[Records from a data collection]
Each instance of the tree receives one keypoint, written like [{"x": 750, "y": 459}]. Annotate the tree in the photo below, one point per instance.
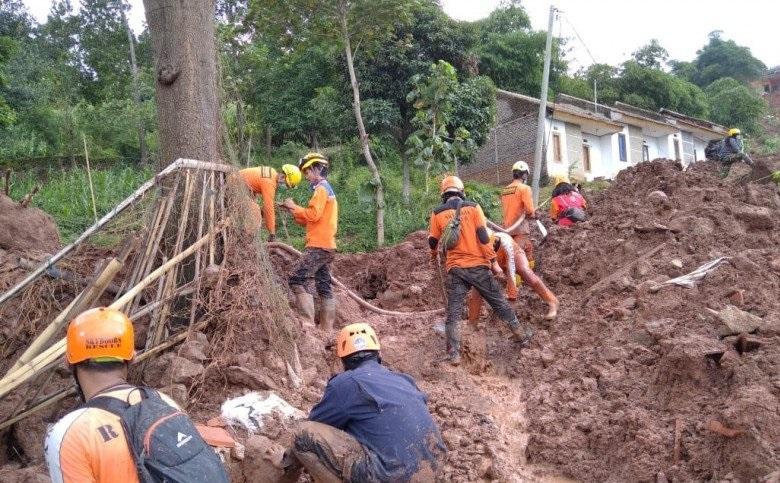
[
  {"x": 724, "y": 58},
  {"x": 186, "y": 79},
  {"x": 734, "y": 104},
  {"x": 353, "y": 24},
  {"x": 651, "y": 56}
]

BRIEF: The answer is the full set of records printed exactly, less the pictures.

EXPECTED OUTPUT:
Each instance of the tree receives one keypoint, written like [{"x": 750, "y": 459}]. Annotate the tree in the photo below, one point per instance.
[
  {"x": 724, "y": 58},
  {"x": 186, "y": 79},
  {"x": 734, "y": 104},
  {"x": 353, "y": 24},
  {"x": 651, "y": 56}
]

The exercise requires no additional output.